What is needed: Pick out every line in the entries below that contains the string "distant", and copy each one in full. Matching is case-sensitive.

Information supplied:
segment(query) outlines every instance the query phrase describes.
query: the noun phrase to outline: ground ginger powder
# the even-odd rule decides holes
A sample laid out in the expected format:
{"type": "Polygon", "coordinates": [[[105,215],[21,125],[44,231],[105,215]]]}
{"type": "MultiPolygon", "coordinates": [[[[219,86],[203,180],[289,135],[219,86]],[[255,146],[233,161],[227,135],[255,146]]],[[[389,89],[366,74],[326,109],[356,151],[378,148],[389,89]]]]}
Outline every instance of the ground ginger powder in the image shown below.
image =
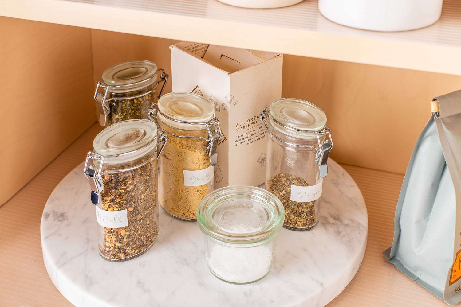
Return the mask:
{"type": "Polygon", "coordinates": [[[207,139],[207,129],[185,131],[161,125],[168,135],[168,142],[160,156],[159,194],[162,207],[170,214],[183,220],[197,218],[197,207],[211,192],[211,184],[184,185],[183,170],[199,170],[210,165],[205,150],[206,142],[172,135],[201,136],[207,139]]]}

...

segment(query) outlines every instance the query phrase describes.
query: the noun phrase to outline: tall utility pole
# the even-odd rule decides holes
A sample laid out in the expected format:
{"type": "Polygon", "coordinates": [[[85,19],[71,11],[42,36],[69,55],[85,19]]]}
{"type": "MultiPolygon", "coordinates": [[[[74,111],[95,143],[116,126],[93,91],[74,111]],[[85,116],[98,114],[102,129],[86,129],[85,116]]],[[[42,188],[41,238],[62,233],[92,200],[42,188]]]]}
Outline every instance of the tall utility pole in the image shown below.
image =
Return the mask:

* * *

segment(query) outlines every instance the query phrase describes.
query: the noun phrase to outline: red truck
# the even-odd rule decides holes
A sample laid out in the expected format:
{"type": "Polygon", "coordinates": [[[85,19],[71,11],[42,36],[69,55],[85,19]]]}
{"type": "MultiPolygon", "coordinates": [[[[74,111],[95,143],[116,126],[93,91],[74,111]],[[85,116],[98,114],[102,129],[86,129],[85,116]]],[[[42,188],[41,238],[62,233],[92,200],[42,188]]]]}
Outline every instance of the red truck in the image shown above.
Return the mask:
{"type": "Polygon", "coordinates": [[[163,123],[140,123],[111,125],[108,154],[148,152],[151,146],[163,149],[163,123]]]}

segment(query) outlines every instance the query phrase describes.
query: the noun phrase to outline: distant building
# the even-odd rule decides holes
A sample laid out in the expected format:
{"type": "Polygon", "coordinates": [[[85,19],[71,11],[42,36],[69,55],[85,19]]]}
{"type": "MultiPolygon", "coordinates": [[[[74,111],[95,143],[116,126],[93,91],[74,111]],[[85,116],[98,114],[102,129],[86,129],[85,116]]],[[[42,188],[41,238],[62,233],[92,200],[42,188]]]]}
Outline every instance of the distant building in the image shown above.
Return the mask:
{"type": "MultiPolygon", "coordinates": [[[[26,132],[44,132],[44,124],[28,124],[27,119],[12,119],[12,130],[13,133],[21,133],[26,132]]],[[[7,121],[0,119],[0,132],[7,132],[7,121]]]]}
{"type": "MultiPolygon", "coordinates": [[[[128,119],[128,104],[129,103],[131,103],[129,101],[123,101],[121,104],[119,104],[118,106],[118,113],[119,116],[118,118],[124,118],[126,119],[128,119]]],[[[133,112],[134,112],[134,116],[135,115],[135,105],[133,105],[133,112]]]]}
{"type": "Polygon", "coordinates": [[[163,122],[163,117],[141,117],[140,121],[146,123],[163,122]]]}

Exercise result:
query: the noun phrase to outline: distant building
Outline every instance of the distant building in the image shown above.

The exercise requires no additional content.